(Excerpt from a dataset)
+---+

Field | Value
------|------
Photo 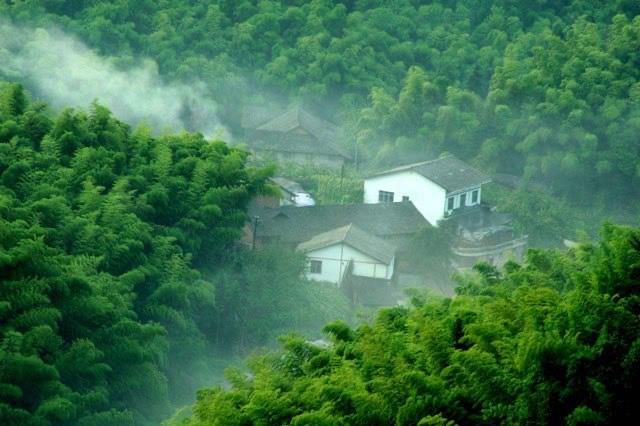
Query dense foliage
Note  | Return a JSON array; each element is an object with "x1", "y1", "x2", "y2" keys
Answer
[
  {"x1": 0, "y1": 0, "x2": 640, "y2": 208},
  {"x1": 179, "y1": 225, "x2": 640, "y2": 425},
  {"x1": 0, "y1": 0, "x2": 640, "y2": 425},
  {"x1": 0, "y1": 84, "x2": 346, "y2": 425}
]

+---+

# Given instruction:
Please arrange every line of the entries above as a JSON list of strings, one string per line, skipping blank lines. Leave the pictures out of your answer.

# Correct result:
[
  "Field | Value",
  "------|------",
  "Photo ",
  "Query dense foliage",
  "Note  | Return a JSON array; each element is an object with \"x1\", \"y1\", \"x2\", \"y2\" keys",
  "Answer",
  "[",
  "  {\"x1\": 0, \"y1\": 0, \"x2\": 640, \"y2\": 208},",
  "  {\"x1\": 179, \"y1\": 225, \"x2\": 640, \"y2\": 425},",
  "  {\"x1\": 0, \"y1\": 0, \"x2\": 640, \"y2\": 425},",
  "  {\"x1\": 0, \"y1\": 84, \"x2\": 346, \"y2\": 425}",
  "]"
]